Revise the listing below so that every "query phrase" becomes "search phrase", with everything else unchanged.

* Begin Data lines *

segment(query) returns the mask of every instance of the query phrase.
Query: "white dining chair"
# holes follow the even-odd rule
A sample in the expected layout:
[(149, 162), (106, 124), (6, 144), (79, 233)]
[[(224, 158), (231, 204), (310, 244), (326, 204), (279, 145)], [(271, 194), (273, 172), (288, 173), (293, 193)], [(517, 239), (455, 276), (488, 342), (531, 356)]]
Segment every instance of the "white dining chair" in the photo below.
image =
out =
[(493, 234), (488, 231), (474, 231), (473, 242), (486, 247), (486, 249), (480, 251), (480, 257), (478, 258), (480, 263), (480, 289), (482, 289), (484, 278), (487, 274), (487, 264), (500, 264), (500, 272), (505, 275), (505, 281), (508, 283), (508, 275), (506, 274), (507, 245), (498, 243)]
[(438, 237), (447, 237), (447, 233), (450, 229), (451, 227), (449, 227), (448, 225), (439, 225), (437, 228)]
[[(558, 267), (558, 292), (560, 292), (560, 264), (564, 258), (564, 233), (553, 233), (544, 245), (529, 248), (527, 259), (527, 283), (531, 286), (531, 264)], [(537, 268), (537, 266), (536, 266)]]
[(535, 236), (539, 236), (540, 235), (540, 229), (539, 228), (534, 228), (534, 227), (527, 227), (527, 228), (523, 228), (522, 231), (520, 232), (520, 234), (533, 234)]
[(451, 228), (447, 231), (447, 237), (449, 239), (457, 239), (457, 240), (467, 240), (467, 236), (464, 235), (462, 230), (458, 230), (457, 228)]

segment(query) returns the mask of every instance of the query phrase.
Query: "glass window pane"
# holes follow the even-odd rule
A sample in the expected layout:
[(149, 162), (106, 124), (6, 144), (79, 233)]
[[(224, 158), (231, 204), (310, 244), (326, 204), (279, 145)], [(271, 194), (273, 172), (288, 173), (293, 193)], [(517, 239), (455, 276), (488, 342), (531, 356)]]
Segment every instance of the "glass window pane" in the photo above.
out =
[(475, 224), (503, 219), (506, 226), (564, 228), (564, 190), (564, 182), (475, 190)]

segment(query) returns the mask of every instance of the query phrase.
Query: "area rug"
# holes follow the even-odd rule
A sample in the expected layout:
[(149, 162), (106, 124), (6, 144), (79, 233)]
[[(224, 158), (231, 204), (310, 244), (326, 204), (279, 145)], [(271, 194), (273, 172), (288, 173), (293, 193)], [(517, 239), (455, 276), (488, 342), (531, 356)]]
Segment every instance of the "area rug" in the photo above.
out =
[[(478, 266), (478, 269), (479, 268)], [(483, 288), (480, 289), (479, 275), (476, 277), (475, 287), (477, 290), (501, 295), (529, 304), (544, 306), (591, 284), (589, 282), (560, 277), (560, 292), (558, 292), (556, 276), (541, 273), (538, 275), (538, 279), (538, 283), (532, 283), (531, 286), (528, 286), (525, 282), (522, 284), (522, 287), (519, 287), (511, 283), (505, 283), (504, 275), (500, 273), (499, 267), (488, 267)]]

* End Data lines *

**Exercise result:**
segment(query) returns the mask of every instance of the search phrase.
Query: "white dining chair"
# holes follow the even-odd rule
A sample in the expected layout:
[(149, 162), (106, 124), (6, 144), (79, 233)]
[[(224, 158), (231, 204), (310, 244), (326, 204), (279, 145)], [(271, 194), (273, 172), (288, 173), (293, 193)], [(517, 239), (455, 276), (488, 342), (531, 356)]]
Segment every instance of the "white dining chair" in the photo below.
image =
out =
[(493, 234), (488, 231), (474, 231), (473, 242), (486, 247), (486, 249), (480, 251), (480, 257), (478, 258), (480, 263), (480, 289), (482, 289), (484, 278), (487, 274), (487, 264), (500, 264), (500, 272), (505, 275), (505, 281), (508, 283), (508, 275), (506, 274), (507, 245), (498, 243)]
[(438, 237), (447, 237), (447, 233), (450, 229), (451, 227), (449, 227), (448, 225), (439, 225), (437, 228)]
[[(558, 267), (558, 292), (560, 292), (560, 264), (564, 258), (564, 233), (553, 233), (544, 245), (529, 248), (527, 259), (527, 283), (531, 286), (531, 264)], [(537, 268), (537, 266), (536, 266)]]
[(535, 236), (539, 236), (540, 235), (540, 229), (539, 228), (534, 228), (534, 227), (527, 227), (527, 228), (523, 228), (522, 231), (520, 232), (520, 234), (533, 234)]
[(451, 228), (447, 231), (447, 237), (449, 239), (457, 239), (457, 240), (467, 240), (467, 236), (464, 235), (462, 230), (458, 230), (457, 228)]

segment(query) returns the mask of every instance of the search phrase.
Query: "glass window pane"
# holes follow the even-odd rule
A sample in the expected layout:
[(149, 162), (106, 124), (6, 144), (79, 233)]
[[(224, 158), (231, 204), (310, 244), (326, 204), (279, 145)], [(271, 194), (273, 172), (288, 173), (293, 193)], [(517, 239), (455, 276), (488, 342), (531, 356)]]
Segment every instance of the "glass window pane" in the photo above.
out =
[(475, 224), (503, 219), (506, 226), (564, 228), (564, 190), (564, 182), (475, 190)]

segment(query) returns the mask of every instance of the search phrase.
Query: "area rug"
# holes follow the even-odd rule
A sample in the expected layout:
[(149, 162), (106, 124), (6, 144), (79, 233)]
[[(224, 158), (231, 204), (310, 244), (326, 204), (279, 145)], [(271, 194), (273, 172), (288, 173), (293, 193)], [(517, 239), (455, 276), (488, 342), (531, 356)]]
Segment every instance of the "area rug" in the photo above.
out =
[[(478, 266), (478, 269), (479, 268)], [(483, 288), (480, 289), (479, 275), (476, 277), (475, 287), (477, 290), (501, 295), (529, 304), (544, 306), (591, 284), (589, 282), (560, 277), (560, 292), (558, 292), (556, 276), (541, 273), (538, 275), (538, 279), (538, 283), (532, 283), (531, 286), (528, 286), (525, 282), (522, 284), (522, 287), (519, 287), (511, 283), (505, 283), (504, 275), (500, 273), (499, 267), (488, 267)]]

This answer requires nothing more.